Point-per-instance localization data:
++++++

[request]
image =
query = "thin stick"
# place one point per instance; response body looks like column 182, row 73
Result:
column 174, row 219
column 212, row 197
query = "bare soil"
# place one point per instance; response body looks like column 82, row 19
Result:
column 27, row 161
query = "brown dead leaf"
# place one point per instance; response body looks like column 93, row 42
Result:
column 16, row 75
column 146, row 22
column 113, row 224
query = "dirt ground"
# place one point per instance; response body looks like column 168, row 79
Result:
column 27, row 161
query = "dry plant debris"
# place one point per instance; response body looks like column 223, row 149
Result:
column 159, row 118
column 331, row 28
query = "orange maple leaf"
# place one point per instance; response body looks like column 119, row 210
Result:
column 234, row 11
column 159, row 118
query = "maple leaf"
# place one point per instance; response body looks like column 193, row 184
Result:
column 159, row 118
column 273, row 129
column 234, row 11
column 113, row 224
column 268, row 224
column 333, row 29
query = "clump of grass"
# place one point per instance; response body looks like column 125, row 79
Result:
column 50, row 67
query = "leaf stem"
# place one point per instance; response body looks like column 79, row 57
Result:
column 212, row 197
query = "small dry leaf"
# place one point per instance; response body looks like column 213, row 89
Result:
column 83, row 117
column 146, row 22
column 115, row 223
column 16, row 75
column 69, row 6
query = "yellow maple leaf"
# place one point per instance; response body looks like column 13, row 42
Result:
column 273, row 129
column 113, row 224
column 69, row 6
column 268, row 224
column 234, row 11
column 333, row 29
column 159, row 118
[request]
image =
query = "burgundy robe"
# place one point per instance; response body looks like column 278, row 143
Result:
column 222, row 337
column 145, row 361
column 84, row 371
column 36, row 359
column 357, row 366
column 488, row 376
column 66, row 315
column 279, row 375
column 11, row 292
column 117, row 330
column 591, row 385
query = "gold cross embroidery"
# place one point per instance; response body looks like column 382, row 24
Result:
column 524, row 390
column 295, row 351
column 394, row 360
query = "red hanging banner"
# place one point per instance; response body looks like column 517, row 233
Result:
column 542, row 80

++++++

→ **Directions**
Go through the records above line by line and say how many lines include "leaf", giving only that number.

→ **Solution for this task**
6